Given text.
::::::

Using quantitatively labeled PolBI and DinB, we carried out a single-molecule study of transient interactions and switching between these two polymerases on PCNA. This is relevant to the process of translesion DNA synthesis, in which the actions of a high-fidelity replicative polymerase (PolBI) and an error-prone translesion polymerase (DinB) need to be coordinated.2325 First, we examined the dynamic interaction between PolBI and DNA alone, without DinB and PCNA (Fig. 4a). Using Cy3HZ-labeled PolBI and a DNA labeled with Cy5 at a four-way junction away from the 3’ end of the primer, we observed frequent FRET fluctuations between two well-defined states at 0.5 and 0.8 (Fig. 4b,c). This observation, along with the results obtained using several related DNA constructs and with multi-color FRET26 (not shown) indicated that PolBI can shuttle repetitively on a single-stranded DNA between the proximal and distal positions (Fig. 4d).

Figure 4.

Figure 4

Real-time observation of the transient interactions and switching between PolBI and DinB. (a) Schematic for the study of dynamics in the interaction between PolBI and DNA. The DNA is labeled with a FRET acceptor (magenta) at the four-way junction, while PolBI is labeled with a FRET donor (green). (b) Donor (green) and acceptor (magenta) intensity and FRET efficiency (blue) traces of the molecule in a. (c) Transition density plot depicting the FRET transitions in b. (d) Schematic for the shuttling of PolBI on single-stranded DNA between the proximal and distal positions. (e) Schematic for the study of dynamic interaction between free DinB (green) and DNA-bound PolBI (magenta) mediated by PCNA (orange) and single-molecule FRET traces. (f) Schematic for the study of interaction between free PolBI (green) and DNA-bound DinB (magenta) in the presence of PCNA (orange) and single-molecule FRET traces.

Next, we examined the “toolbelt” model, in which more than one polymerase can bind to a PCNA simultaneously.25 This proposal has been difficult to validate due to the involvement of highly transient and dynamic interactions. Using quantitatively labeled PolBI and DinB, we captured relevant events in real time. When free Cy3-DinB was added to Cy5-PolBI already on PCNA-DNA, a brief and highly dynamic interaction was observed between the two polymerases as FRET fluctuations (Fig. 4e), and such an interaction requires PCNA. The interaction between DNA-bound Cy5-DinB and free Cy3-PolBI also requires PCNA but a long delay was observed for many molecules between PolBI binding and the appearance of appreciable FRET between PolBI and DinB, suggesting long-lived colocalization of both polymerases on the same DNA (Fig. 4f). Combined with PolBI shuttling, our data suggest that the two proteins can bind to the same DNA, one on PCNA and the other off PCNA, until making a direct contact. A more in-depth examination of this and other possible models (Supplementary Fig. 6) will be reported elsewhere.

These data are the first single-molecule observation of two DNA polymerases interacting and switching in real time. This was made possible by our labeling method that ensures minimal sample heterogeneity, adequate data throughput, and preservation of biological function.

::::::

Data extract.
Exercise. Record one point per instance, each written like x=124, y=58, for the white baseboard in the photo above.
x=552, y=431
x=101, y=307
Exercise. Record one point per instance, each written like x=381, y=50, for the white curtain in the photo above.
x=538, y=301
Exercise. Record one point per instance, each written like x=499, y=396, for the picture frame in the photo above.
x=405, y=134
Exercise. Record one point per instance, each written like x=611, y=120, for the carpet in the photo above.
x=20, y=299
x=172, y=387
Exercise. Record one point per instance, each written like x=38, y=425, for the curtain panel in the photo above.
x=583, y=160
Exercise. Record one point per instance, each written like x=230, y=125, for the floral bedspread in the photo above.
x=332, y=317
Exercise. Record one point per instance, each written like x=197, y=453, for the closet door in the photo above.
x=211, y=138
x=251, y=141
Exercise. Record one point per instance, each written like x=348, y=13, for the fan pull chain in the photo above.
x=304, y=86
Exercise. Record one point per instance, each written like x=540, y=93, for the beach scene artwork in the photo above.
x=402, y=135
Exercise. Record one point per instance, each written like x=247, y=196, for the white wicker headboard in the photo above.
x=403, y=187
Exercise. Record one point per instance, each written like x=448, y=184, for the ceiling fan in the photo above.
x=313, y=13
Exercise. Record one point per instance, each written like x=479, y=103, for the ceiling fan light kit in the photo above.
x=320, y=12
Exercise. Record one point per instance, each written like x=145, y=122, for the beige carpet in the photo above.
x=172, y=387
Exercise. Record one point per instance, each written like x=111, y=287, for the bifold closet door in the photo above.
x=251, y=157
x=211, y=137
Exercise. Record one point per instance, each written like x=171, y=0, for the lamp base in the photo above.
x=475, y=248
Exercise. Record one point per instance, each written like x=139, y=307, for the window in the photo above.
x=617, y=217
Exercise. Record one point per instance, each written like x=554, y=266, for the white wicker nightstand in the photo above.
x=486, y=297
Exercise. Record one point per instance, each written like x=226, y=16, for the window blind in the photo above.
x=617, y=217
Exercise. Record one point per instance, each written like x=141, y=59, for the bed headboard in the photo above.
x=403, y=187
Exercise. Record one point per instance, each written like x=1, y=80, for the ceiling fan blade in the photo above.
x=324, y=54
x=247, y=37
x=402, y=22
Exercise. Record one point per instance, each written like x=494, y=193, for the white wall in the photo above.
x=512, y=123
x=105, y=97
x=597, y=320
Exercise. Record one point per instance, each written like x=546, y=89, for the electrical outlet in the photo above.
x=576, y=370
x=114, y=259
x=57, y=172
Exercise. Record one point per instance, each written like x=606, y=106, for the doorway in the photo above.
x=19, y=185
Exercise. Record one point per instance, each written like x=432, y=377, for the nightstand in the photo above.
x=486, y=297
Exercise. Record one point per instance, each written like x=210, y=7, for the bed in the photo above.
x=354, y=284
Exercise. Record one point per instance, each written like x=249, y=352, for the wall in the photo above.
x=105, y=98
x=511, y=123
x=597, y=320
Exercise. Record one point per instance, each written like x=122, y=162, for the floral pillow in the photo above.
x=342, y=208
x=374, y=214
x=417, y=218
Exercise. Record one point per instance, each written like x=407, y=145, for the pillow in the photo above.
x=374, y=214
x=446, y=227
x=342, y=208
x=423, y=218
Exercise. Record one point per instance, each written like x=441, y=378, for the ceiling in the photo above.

::::::

Exercise details.
In the text on PolBI and DinB, between what two FRET values did the signal fluctuate when PolBI interacted with DNA alone?

Result of the task.
0.5 and 0.8